◆ Supplied text
··········

Creating a Custom Java Buildpack (part 2 in series) | SUSE Communities

Creating a Custom Java Buildpack (part 2 in series)

Share

Introduction

In the previous blog post, we introduced buildpacks, discussed their benefits, and demonstrated how with nothing more than the pack CLI and Docker installed, we could compile a traditional Java web application into an executable Open Container Initiative (OCI) image with a single command.

The publicly available buildpacks are high quality and have a proven track record in large hosting services. Many engineering teams will find existing buildpacks serve their needs. But for those that need to control their build experience, it is possible to create your own custom buildpacks.

In this blog post, we’ll create a simple buildpack to build a Java Maven application.

A Sample Buildpack

The buildpack specification has been in development for at least a decade. Heroku first conceived buildpacks in 2011. Since then, Heroku and Pivotal have formalized a specification as part of the Cloud Native Buildpacks project.

These platforms have used Buildpacks to consume application source code written in a huge variety of languages, compile it into an OCI image, and then host that image on a variety of Platform as a Service (PaaS) offerings. The buildpack interface specification is detailed and flexible enough to accommodate the variety of code developers host on these platforms.

Our sample buildpack will be simple and use only a subset of our functionality. But even with this simple example, we can demonstrate many of the benefits that buildpacks bring to a build pipeline.

Our custom buildpack starts with the buildpack.toml file:

# Buildpack API version
api = "0.5"

# Buildpack ID and metadata
[buildpack]
id = "mcasperson/java"
version = "0.0.1"
name = "Java Buildpack"

# Stacks that the buildpack will work with
[[stacks]]
id = "heroku-20"

The schema for the buildpack.toml file is documented here. We’ll break down the example file below.

The api property defines the buildpack API version the buildpack adheres to:

api = "0.5"

The buildpack section defines the details of our buildpack. The id property is a globally unique identifier, the version property defines the buildpack version and the name defines a human-readable name:

[buildpack]
id = "mcasperson/java"
version = "0.0.1"
name = "Java Buildpack"

The stacks array (double brackets define an array item in TOML) defines a stack with which this buildpack is compatible.

stack is a pair of OCI images: one image used to build the software (the build image) and a second image used to host the application (the run image).

The run image is usually quite lean to reduce the size of the final executable OCI image. The build image will typically contain the packages required when compiling software, such as compilers like GCC and header files like those for the Linux kernel. This allows the build image to support languages that compile native libraries on the fly.

··········

◆ Supplied material
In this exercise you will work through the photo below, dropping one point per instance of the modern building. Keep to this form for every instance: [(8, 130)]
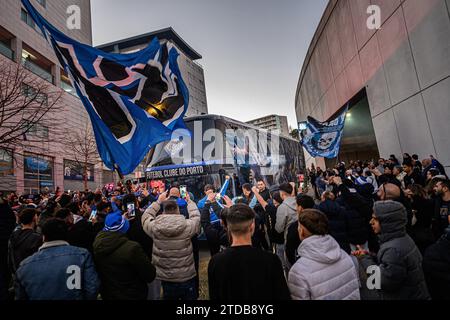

··········

◆ Tasks to perform
1. According to the buildpack page, in what year did Heroku first conceive buildpacks?
2. Return word for word the part of the buildpack page that begins at the words "In the previous blog" and stops after "Java Maven application.".
The material has no role in this exercise.

◆ Answers given
1. Heroku first conceived buildpacks in 2011.

2.
In the previous blog post, we introduced buildpacks, discussed their benefits, and demonstrated how with nothing more than the pack CLI and Docker installed, we could compile a traditional Java web application into an executable Open Container Initiative (OCI) image with a single command.

The publicly available buildpacks are high quality and have a proven track record in large hosting services. Many engineering teams will find existing buildpacks serve their needs. But for those that need to control their build experience, it is possible to create your own custom buildpacks.

In this blog post, we’ll create a simple buildpack to build a Java Maven application.